## Collected data entries
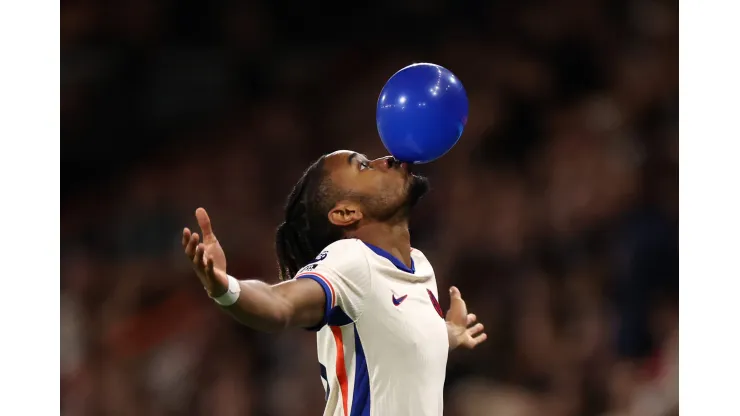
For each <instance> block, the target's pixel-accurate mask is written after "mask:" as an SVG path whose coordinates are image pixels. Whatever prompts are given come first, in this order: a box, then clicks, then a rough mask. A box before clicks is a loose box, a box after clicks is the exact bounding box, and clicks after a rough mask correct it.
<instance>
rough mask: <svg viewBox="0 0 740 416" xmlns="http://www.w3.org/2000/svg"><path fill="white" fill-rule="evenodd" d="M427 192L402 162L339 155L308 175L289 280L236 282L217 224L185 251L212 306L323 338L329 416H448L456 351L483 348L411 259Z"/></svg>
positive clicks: (295, 210) (292, 198)
mask: <svg viewBox="0 0 740 416" xmlns="http://www.w3.org/2000/svg"><path fill="white" fill-rule="evenodd" d="M428 188H429V185H428V182H427V180H426V179H425V178H423V177H420V176H417V175H414V174H411V172H410V170H409V167H408V165H407V164H405V163H399V162H398V161H396V160H395V159H394V158H392V157H385V158H380V159H375V160H372V161H371V160H368V159H367V157H365V156H364V155H361V154H358V153H355V152H350V151H337V152H334V153H331V154H328V155H325V156H322V157H321V158H319V160H317V161H316V162H315V163H313V164H312V165H311V166H310V167H309V168H308V169H307V170H306V171H305V173H304V174H303V176H302V177H301V179H300V180H299V181H298V183H297V184H296V185H295V187H294V188H293V191H292V192H291V194H290V196H289V198H288V201H287V205H286V207H285V222H283V223H282V224H280V226H279V227H278V229H277V234H276V236H275V244H276V250H277V258H278V266H279V276H280V279H281V280H282V281H283V282H282V283H279V284H276V285H272V286H271V285H268V284H266V283H264V282H261V281H259V280H242V281H238V280H236V279H235V278H234V277H231V276H229V275H228V274H227V273H226V257H225V255H224V252H223V249H222V248H221V246H220V245H219V243H218V240H217V239H216V236H215V235H214V233H213V229H212V227H211V222H210V219H209V218H208V214H207V213H206V211H205V210H204V209H202V208H199V209H198V210H197V211H196V213H195V215H196V218H197V220H198V224H199V226H200V228H201V232H202V241H201V237H200V236H199V235H198V234H197V233H192V232H191V231H190V230H188V229H187V228H186V229H184V230H183V237H182V244H183V247H184V249H185V253H186V255H187V256H188V257H189V259H190V260H191V261H192V263H193V267H194V269H195V272H196V274H197V275H198V277H199V279H200V281H201V283H202V284H203V286H204V288H205V289H206V292H207V293H208V295H209V296H210V297H211V298H212V299H213V300H214V301H215V302H216V303H217V304H218V305H220V306H221V308H222V309H223V310H225V311H226V312H227V313H229V314H230V315H231V316H232V317H233V318H235V319H236V320H238V321H239V322H241V323H242V324H244V325H246V326H249V327H251V328H254V329H257V330H261V331H278V330H282V329H285V328H289V327H299V328H308V329H312V330H315V331H318V334H317V339H318V356H319V357H318V358H319V363H320V371H321V378H322V381H323V384H324V390H325V392H326V408H325V410H324V415H332V416H340V415H341V416H350V415H351V416H354V415H382V416H394V415H403V416H412V415H413V416H417V415H418V416H438V415H441V414H442V408H443V400H442V396H443V387H444V380H445V369H446V365H447V355H448V351H449V350H452V349H455V348H457V347H465V348H474V347H475V346H476V345H478V344H480V343H481V342H483V341H485V339H486V335H485V334H484V333H482V330H483V325H482V324H480V323H478V324H475V325H473V324H474V323H475V321H476V317H475V315H473V314H468V312H467V308H466V306H465V302H464V301H463V299H462V298H461V296H460V292H459V291H458V290H457V289H456V288H455V287H451V288H450V297H451V300H450V309H449V310H448V312H447V315H446V317H445V316H444V314H443V312H442V309H441V307H440V305H439V302H438V301H437V298H438V294H437V282H436V280H435V276H434V270H433V269H432V266H431V265H430V264H429V261H428V260H427V258H426V257H425V256H424V254H422V253H421V252H420V251H419V250H416V249H413V248H411V245H410V237H409V230H408V220H409V212H410V210H411V208H412V207H413V206H414V205H415V204H416V203H417V202H418V201H419V199H420V198H421V197H422V196H423V195H424V194H425V193H426V192H427V190H428Z"/></svg>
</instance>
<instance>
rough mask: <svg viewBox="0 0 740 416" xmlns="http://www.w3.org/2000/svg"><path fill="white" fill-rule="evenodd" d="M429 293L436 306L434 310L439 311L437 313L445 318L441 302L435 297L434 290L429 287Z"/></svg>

## BRIEF
When a line of the records includes "instance", that line belongs in the answer.

## EXERCISE RESULT
For each <instance> block, the target's pixel-accurate mask is written after "mask:" as an SVG path whose coordinates are image pixels. Whatever prompts are given come first, in this order: a box, then clicks, then a rough mask. A box before clicks is a loose box, a box after clicks is the exact bounding box, and clicks after a rough mask correct it.
<instance>
</instance>
<instance>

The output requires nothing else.